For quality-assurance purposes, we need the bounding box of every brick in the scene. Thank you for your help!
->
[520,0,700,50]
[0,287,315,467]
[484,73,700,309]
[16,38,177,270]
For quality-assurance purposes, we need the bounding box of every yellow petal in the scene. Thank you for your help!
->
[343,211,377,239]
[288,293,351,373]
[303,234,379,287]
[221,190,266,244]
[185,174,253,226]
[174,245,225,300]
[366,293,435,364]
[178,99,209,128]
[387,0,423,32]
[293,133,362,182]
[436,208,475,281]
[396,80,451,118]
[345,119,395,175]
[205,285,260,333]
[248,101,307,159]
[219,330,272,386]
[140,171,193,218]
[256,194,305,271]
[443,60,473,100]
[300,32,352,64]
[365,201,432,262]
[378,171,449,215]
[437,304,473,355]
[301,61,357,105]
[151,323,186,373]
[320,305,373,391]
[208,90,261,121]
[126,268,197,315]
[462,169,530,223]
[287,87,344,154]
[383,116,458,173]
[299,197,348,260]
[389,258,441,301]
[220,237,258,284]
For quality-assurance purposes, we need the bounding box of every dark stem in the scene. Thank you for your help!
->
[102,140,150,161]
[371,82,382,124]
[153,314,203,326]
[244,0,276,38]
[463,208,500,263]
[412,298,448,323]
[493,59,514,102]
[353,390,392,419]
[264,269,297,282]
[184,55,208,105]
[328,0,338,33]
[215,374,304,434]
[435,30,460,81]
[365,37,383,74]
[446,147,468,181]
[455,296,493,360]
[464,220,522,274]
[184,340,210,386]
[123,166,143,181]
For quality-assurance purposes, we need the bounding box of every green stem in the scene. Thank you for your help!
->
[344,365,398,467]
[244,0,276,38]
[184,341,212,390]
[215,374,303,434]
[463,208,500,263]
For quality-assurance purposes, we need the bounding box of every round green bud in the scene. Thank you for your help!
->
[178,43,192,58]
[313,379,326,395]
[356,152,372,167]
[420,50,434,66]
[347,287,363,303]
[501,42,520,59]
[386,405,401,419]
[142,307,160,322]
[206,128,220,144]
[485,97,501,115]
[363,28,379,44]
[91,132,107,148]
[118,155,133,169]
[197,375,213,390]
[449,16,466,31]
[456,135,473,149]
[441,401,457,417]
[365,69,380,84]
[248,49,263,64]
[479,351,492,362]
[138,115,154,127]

+--

- _TASK TO CARRY OUT_
Repeat the material exactly, please, so that each line matches its source.

- _THE COMPLETED TASK_
For quality-assurance purposes, we need the bounding box of every brick in the scene. Thank you for your help!
->
[520,0,700,50]
[0,287,315,467]
[484,73,700,309]
[16,38,177,270]
For quality-assurance purposes, we need the bounding box of every yellow petal in the scene. Thank you for your help!
->
[343,211,377,239]
[288,293,351,373]
[303,234,379,287]
[221,190,266,244]
[185,174,253,226]
[174,245,225,300]
[366,293,435,364]
[178,99,209,128]
[387,0,423,32]
[293,133,362,182]
[436,208,475,281]
[396,80,451,118]
[345,119,395,175]
[205,285,260,333]
[248,101,307,159]
[219,330,272,386]
[140,171,193,218]
[256,194,305,271]
[443,60,473,100]
[300,32,352,64]
[365,201,432,262]
[378,171,449,215]
[437,304,473,355]
[301,61,357,105]
[151,323,186,373]
[320,305,373,391]
[208,90,261,121]
[126,268,197,315]
[462,169,530,223]
[287,87,344,154]
[383,116,458,173]
[299,197,348,260]
[389,258,441,301]
[220,237,258,284]
For quality-assurance purposes, we need the bounding box of every dark stem in the scene. Thank you for your help!
->
[102,140,150,161]
[371,82,382,124]
[153,314,203,326]
[244,0,276,38]
[463,208,500,263]
[412,298,448,323]
[493,59,514,102]
[353,390,392,419]
[264,269,297,282]
[184,55,208,105]
[328,0,338,33]
[215,374,304,434]
[435,30,460,81]
[365,37,383,74]
[446,147,468,181]
[455,296,493,360]
[464,220,522,274]
[184,340,210,386]
[123,166,143,181]
For quality-assurance purposes, we need the bounding box of every green stem in the scene. Thank you for your help!
->
[344,365,398,467]
[244,0,276,38]
[184,341,212,390]
[215,374,303,434]
[463,208,500,263]
For quality-assurance purposes, we need the bounding box of every round green bud in the scene. Thank you for your help!
->
[178,43,192,58]
[313,379,326,395]
[356,152,372,167]
[420,50,434,66]
[347,287,363,303]
[501,42,520,59]
[386,405,401,419]
[142,307,160,322]
[206,128,220,144]
[485,97,501,115]
[363,28,379,44]
[91,132,107,148]
[118,155,133,169]
[197,375,213,390]
[449,16,466,31]
[456,135,473,149]
[441,401,457,417]
[365,69,380,84]
[248,49,263,64]
[479,351,492,362]
[138,115,154,127]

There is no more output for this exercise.